[A block of data]
● ● ● ●

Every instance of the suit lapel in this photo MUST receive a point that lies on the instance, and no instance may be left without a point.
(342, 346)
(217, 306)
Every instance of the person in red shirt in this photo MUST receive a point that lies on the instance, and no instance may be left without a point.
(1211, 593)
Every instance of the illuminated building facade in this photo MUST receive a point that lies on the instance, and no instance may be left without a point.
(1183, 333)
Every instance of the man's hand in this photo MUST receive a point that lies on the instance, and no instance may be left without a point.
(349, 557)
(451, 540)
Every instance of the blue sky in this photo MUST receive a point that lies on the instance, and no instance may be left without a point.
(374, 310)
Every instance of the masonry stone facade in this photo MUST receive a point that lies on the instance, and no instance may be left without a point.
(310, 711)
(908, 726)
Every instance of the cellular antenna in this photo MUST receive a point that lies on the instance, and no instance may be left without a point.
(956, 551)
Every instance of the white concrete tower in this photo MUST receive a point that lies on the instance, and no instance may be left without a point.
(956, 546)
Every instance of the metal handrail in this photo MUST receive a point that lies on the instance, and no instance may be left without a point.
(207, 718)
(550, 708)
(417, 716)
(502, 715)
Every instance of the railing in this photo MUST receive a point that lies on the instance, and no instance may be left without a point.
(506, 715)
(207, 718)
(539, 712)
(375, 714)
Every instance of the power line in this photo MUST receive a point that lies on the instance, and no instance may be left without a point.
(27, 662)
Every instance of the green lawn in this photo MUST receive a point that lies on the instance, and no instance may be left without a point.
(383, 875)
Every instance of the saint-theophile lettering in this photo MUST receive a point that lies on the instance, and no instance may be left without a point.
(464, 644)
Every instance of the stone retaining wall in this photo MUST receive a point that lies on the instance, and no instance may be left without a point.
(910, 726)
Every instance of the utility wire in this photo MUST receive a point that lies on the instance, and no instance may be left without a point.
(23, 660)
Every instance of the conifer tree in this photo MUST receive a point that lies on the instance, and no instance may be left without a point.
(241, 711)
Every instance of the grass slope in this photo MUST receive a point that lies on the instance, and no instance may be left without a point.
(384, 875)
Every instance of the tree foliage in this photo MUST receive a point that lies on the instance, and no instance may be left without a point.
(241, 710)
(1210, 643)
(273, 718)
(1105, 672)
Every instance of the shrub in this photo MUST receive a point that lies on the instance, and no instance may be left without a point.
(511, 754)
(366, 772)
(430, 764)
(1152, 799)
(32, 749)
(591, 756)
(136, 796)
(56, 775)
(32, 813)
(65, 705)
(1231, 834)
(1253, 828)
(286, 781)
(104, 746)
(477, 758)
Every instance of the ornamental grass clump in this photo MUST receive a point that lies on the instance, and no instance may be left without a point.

● ● ● ●

_PROBLEM TO WORK ON:_ Copy out the part of the listing that begins with the line containing "Every instance of the conifer" and continues through the end of the listing, reproducing each line unchanged.

_COMPLETE ANSWER:_
Every instance of the conifer tree in this photo MUST receive a point that lies on the instance, and no instance may be left without a point.
(241, 711)
Every instance of the grass slope in this photo MUST receive a point that lies on the instance, and no instance may be left without a point.
(384, 875)
Every instance of the tree foliage in this photo MUST receive a point that lies on the instance, and no instance may be left without a point.
(241, 710)
(1210, 643)
(273, 718)
(1105, 672)
Every instance of the shrub in this photo MUST receive a point that lies on the instance, and no instance may be left without a point.
(511, 754)
(366, 772)
(430, 764)
(1152, 799)
(32, 749)
(591, 756)
(136, 796)
(56, 775)
(32, 813)
(65, 705)
(1231, 834)
(1253, 828)
(286, 781)
(104, 746)
(477, 758)
Every instance of the ornamental grass clump in this photo MUST receive a point that lies on the instance, and no instance may be left without a point.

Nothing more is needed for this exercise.